Your task: Start with the line containing "An agriculture drone captured the photo above. Locate any mossy" and write out each line through the end of the listing, exactly as given.

Data:
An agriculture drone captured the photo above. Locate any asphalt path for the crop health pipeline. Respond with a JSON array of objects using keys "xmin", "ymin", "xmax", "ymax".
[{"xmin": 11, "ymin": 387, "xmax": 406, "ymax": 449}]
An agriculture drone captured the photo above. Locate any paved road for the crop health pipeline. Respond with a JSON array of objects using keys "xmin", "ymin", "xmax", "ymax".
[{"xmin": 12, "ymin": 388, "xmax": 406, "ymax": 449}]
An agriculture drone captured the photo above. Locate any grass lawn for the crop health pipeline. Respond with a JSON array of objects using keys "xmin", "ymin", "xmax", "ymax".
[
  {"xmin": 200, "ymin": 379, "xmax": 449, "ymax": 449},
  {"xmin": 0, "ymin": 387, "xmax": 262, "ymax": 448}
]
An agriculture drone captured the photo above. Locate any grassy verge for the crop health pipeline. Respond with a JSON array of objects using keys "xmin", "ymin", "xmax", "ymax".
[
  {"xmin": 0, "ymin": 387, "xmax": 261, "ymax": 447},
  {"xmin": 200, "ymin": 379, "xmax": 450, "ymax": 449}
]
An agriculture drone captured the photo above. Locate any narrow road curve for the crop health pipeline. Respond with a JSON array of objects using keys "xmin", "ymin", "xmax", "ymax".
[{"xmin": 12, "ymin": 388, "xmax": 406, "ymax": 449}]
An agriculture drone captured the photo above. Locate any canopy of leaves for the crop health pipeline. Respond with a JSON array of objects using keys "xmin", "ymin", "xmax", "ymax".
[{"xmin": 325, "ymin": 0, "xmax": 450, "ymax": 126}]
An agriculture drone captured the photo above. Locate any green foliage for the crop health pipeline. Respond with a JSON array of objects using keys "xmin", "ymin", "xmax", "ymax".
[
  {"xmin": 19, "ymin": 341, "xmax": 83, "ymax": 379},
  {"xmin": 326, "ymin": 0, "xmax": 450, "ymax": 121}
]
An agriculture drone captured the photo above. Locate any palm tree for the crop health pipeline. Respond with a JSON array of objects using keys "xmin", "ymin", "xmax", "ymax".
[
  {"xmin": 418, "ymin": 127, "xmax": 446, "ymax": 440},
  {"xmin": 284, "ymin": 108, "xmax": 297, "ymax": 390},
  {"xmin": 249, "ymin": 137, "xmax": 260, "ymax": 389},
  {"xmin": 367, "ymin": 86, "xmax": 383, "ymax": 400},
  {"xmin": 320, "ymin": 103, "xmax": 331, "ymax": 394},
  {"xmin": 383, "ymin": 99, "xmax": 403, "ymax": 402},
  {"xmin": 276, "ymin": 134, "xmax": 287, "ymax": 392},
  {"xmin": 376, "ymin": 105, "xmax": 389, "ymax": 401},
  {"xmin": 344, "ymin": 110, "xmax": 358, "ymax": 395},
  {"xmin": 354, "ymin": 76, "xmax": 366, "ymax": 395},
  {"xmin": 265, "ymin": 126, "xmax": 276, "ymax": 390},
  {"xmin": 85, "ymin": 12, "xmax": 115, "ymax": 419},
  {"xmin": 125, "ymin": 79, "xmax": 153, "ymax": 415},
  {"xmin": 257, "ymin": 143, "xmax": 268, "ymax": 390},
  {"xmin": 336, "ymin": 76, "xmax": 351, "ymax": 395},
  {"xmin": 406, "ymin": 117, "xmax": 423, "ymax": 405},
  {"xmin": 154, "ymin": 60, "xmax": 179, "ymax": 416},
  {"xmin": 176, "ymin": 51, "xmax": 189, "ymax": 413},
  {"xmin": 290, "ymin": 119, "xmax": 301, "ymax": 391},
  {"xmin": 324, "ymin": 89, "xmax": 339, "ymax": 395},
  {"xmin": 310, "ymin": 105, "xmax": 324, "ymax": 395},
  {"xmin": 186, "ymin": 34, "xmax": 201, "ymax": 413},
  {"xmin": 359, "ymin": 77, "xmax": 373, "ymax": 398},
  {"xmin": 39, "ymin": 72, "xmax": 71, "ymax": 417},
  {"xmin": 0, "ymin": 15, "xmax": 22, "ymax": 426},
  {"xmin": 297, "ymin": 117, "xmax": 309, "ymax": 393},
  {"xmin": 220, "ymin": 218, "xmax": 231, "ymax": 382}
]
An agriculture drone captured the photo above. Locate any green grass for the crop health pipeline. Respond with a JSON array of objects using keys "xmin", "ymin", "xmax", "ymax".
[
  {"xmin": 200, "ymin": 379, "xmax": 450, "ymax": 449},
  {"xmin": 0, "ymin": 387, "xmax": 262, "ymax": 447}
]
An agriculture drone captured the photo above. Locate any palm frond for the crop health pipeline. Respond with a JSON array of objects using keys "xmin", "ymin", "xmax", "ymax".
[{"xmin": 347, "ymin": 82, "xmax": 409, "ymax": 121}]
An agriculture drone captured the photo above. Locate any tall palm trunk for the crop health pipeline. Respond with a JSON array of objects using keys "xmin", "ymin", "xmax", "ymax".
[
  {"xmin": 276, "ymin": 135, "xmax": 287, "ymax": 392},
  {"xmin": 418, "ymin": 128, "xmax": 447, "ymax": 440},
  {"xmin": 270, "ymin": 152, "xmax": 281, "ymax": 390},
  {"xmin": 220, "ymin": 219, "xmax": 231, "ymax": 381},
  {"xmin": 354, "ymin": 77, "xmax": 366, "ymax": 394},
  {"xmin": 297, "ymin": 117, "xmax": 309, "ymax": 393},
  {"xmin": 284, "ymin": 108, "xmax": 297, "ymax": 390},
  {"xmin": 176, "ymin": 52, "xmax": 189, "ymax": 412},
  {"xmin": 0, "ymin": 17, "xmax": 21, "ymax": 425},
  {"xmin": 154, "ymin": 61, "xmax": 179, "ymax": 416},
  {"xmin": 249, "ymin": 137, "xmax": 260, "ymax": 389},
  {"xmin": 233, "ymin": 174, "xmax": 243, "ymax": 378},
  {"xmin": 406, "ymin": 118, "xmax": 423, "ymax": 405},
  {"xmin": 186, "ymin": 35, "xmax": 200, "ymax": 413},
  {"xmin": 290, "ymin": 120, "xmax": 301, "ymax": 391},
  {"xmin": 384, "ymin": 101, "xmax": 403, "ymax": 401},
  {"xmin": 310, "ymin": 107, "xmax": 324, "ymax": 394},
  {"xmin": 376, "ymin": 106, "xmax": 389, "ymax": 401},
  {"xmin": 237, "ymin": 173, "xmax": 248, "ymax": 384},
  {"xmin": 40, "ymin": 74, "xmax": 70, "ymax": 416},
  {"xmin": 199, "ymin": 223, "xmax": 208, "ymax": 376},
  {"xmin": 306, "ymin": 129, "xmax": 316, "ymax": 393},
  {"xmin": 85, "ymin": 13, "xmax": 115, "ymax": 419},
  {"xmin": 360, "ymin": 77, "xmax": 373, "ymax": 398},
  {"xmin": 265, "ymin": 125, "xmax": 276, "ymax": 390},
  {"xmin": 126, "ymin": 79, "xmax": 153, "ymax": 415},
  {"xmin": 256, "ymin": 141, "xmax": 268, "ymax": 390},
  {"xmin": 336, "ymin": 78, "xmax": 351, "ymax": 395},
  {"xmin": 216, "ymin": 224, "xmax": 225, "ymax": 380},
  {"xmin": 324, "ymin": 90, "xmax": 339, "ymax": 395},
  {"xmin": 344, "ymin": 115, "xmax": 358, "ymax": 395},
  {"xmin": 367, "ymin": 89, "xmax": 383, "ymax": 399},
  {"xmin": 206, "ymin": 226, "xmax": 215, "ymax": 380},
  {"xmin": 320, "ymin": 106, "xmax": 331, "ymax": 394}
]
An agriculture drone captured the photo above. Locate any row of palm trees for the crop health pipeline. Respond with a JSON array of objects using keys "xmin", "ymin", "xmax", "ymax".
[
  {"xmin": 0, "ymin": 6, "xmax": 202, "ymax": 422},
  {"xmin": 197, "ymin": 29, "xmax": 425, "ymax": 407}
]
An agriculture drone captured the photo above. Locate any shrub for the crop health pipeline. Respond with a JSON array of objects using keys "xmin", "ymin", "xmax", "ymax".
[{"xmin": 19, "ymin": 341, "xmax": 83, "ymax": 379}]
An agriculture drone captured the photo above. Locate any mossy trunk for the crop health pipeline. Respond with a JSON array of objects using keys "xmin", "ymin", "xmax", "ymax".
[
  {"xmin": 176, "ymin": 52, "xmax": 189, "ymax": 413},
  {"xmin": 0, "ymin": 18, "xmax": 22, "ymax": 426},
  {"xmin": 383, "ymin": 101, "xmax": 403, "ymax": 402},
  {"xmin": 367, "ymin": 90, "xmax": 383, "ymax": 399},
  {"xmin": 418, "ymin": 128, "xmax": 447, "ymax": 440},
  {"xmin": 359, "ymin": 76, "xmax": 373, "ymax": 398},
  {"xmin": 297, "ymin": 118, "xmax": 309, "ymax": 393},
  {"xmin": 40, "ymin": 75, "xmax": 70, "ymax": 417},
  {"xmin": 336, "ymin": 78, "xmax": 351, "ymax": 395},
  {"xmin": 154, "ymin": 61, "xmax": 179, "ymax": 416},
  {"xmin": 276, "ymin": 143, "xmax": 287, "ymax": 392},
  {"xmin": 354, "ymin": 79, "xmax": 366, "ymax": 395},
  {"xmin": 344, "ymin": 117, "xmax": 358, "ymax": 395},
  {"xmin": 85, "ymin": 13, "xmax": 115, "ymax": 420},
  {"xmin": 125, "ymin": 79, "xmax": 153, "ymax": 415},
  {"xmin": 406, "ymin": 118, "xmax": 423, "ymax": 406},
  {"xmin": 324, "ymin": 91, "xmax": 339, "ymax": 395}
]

Result for this exercise:
An agriculture drone captured the photo above. Locate any mossy trunk for the crop health pipeline. Respond with a JSON array of objects using keys "xmin", "ymin", "xmax", "ymax".
[
  {"xmin": 176, "ymin": 52, "xmax": 189, "ymax": 413},
  {"xmin": 0, "ymin": 18, "xmax": 22, "ymax": 426},
  {"xmin": 383, "ymin": 101, "xmax": 403, "ymax": 402},
  {"xmin": 367, "ymin": 90, "xmax": 383, "ymax": 399},
  {"xmin": 418, "ymin": 128, "xmax": 447, "ymax": 440},
  {"xmin": 359, "ymin": 76, "xmax": 373, "ymax": 398},
  {"xmin": 297, "ymin": 118, "xmax": 309, "ymax": 393},
  {"xmin": 40, "ymin": 75, "xmax": 70, "ymax": 417},
  {"xmin": 336, "ymin": 78, "xmax": 351, "ymax": 395},
  {"xmin": 154, "ymin": 61, "xmax": 179, "ymax": 416},
  {"xmin": 276, "ymin": 143, "xmax": 287, "ymax": 392},
  {"xmin": 354, "ymin": 79, "xmax": 366, "ymax": 395},
  {"xmin": 344, "ymin": 117, "xmax": 358, "ymax": 395},
  {"xmin": 85, "ymin": 13, "xmax": 115, "ymax": 420},
  {"xmin": 125, "ymin": 79, "xmax": 153, "ymax": 415},
  {"xmin": 406, "ymin": 118, "xmax": 423, "ymax": 406},
  {"xmin": 324, "ymin": 91, "xmax": 339, "ymax": 395}
]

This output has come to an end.